- Given data
━━━━━━━━━━

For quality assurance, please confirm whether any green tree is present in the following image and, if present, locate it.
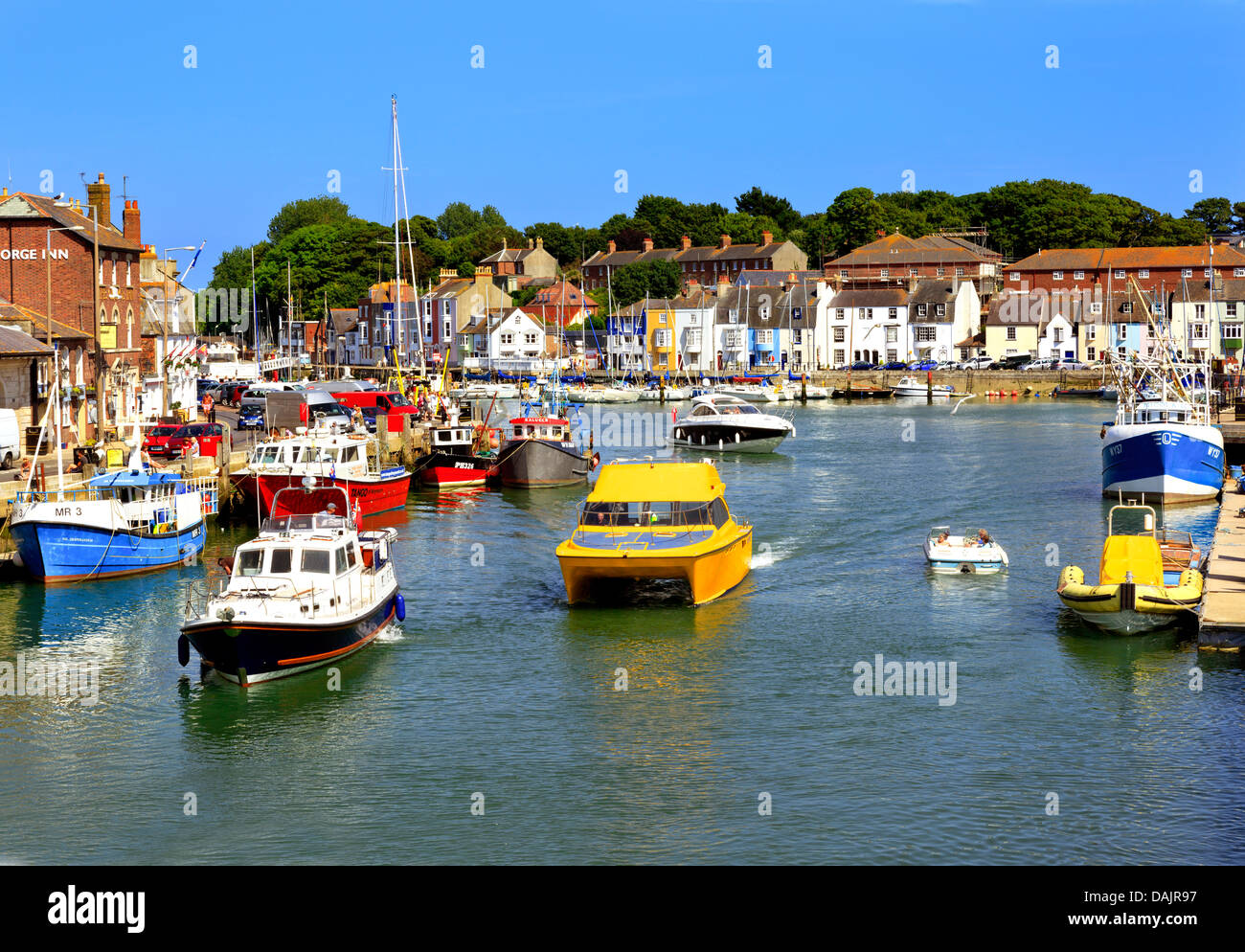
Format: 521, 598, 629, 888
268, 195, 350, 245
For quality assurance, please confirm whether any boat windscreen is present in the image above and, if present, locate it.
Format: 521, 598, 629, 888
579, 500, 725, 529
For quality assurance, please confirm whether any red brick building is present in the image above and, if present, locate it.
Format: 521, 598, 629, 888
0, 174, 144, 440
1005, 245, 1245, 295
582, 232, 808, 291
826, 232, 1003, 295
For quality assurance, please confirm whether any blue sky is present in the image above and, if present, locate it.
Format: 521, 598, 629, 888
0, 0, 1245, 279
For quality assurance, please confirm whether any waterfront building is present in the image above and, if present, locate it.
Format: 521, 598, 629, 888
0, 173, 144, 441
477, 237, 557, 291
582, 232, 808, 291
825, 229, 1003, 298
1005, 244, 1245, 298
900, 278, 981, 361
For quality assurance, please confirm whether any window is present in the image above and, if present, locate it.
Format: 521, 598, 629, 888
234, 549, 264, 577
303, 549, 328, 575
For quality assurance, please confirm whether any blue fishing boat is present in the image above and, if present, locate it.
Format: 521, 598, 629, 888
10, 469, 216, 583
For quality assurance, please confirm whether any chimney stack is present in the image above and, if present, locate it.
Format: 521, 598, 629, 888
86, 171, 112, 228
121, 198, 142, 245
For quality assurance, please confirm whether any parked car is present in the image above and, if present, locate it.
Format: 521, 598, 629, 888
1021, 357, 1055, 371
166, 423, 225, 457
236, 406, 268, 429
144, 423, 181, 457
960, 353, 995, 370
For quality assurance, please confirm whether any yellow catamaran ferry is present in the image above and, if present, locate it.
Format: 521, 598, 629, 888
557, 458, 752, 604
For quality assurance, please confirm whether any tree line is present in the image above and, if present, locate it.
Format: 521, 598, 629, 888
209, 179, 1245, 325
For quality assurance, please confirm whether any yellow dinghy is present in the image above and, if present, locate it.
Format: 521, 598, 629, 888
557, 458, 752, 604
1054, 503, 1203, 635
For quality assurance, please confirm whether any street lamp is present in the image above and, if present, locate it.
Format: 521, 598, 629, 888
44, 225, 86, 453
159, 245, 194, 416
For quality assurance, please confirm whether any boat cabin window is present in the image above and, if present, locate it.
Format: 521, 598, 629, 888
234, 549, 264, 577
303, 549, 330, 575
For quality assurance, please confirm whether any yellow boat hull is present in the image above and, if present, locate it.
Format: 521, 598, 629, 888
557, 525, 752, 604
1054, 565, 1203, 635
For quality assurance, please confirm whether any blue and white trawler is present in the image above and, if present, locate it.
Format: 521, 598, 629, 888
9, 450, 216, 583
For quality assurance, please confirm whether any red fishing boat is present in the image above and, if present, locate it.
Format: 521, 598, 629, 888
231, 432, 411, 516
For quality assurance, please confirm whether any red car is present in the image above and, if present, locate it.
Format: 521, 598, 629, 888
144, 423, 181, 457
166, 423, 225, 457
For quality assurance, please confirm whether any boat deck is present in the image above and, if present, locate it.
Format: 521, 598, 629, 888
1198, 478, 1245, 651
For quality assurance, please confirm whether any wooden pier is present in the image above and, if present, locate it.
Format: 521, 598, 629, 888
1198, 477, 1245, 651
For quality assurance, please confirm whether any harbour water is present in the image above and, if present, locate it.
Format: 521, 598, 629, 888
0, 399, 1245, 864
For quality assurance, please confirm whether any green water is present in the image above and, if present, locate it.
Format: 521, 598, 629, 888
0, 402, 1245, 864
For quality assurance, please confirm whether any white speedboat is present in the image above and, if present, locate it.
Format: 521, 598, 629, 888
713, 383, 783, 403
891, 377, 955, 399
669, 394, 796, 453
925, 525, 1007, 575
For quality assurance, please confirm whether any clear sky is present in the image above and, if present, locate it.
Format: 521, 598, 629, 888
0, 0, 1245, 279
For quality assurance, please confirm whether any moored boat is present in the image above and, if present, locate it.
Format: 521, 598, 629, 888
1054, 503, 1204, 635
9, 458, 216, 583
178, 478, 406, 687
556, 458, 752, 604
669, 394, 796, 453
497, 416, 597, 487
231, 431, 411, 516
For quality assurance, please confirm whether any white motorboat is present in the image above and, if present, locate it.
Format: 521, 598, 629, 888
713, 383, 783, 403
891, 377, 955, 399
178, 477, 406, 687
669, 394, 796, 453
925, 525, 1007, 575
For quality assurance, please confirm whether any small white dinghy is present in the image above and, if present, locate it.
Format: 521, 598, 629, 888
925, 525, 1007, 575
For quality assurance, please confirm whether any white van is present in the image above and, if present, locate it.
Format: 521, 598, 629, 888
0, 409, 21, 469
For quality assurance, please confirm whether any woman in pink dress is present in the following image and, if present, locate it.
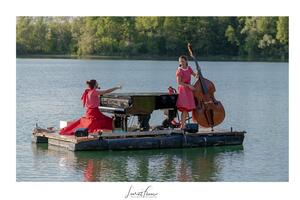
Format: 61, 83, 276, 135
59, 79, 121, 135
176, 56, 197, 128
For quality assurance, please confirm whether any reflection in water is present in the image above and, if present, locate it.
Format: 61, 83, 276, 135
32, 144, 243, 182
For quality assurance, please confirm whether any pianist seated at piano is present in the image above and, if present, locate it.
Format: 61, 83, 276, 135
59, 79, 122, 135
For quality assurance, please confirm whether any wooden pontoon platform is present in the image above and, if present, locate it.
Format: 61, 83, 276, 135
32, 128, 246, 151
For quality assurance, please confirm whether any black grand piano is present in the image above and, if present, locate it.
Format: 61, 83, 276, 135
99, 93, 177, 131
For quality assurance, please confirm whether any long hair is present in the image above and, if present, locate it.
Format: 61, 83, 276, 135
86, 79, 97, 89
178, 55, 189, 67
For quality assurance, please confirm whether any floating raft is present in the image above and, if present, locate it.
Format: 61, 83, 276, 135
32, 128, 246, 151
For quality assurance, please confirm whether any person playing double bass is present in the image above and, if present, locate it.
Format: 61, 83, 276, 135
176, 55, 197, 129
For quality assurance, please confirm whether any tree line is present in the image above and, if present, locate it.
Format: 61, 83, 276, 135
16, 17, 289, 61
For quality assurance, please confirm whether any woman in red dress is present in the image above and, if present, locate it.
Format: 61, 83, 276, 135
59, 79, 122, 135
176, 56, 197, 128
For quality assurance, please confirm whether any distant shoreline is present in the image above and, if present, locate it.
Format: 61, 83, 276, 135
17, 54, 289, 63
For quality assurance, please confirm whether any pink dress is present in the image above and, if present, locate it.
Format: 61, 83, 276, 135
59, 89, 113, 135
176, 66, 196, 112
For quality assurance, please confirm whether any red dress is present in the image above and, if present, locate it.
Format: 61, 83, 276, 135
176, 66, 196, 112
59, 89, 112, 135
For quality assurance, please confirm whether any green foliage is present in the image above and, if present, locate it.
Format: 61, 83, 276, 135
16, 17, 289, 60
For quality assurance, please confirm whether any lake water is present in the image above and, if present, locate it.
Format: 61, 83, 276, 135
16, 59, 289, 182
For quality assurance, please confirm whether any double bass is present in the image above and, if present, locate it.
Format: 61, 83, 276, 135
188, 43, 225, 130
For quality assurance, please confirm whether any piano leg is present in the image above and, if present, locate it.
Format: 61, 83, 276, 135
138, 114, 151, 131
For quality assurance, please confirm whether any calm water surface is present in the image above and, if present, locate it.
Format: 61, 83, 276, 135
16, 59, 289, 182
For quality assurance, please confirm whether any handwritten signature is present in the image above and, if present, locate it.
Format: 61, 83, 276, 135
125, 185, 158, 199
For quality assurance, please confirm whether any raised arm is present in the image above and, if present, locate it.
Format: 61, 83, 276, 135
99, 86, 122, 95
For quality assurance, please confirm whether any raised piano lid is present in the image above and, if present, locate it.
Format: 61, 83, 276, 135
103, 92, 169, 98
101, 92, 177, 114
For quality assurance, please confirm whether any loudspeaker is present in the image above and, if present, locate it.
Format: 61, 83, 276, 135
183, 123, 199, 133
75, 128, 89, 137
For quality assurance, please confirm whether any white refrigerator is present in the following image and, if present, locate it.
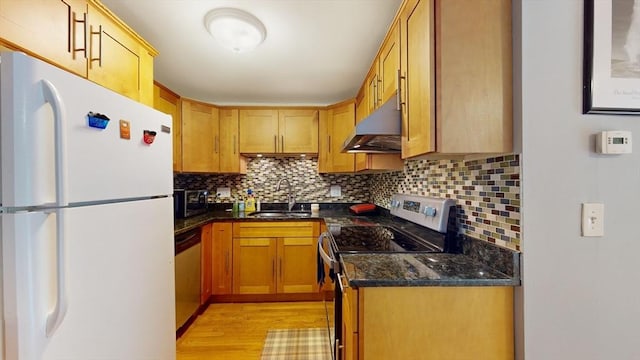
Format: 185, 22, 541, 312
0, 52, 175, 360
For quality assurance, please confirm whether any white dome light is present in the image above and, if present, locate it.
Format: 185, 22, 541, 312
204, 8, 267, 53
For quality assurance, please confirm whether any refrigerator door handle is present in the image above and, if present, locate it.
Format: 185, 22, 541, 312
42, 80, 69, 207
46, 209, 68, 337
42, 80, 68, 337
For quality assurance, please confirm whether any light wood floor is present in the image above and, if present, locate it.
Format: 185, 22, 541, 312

━━━━━━━━━━

- What to produce
Starting with the line that contains "For quality assurance, please confirm whether any refrigerator" and ending with the final line of the records, put those lines into a JSON list of strings, one string per line, and leave out any blank lines.

- Written solution
[
  "For quality assurance, please confirm whether any refrigerator door handle is present in the image above and, if present, locate it.",
  "Format: 185, 22, 541, 312",
  "42, 80, 69, 207",
  "46, 209, 68, 337",
  "42, 80, 68, 337",
  "For quality assurance, please confirm whether any light wood floor is present in the image above and, if present, locate it.",
  "Format: 185, 22, 541, 312"
]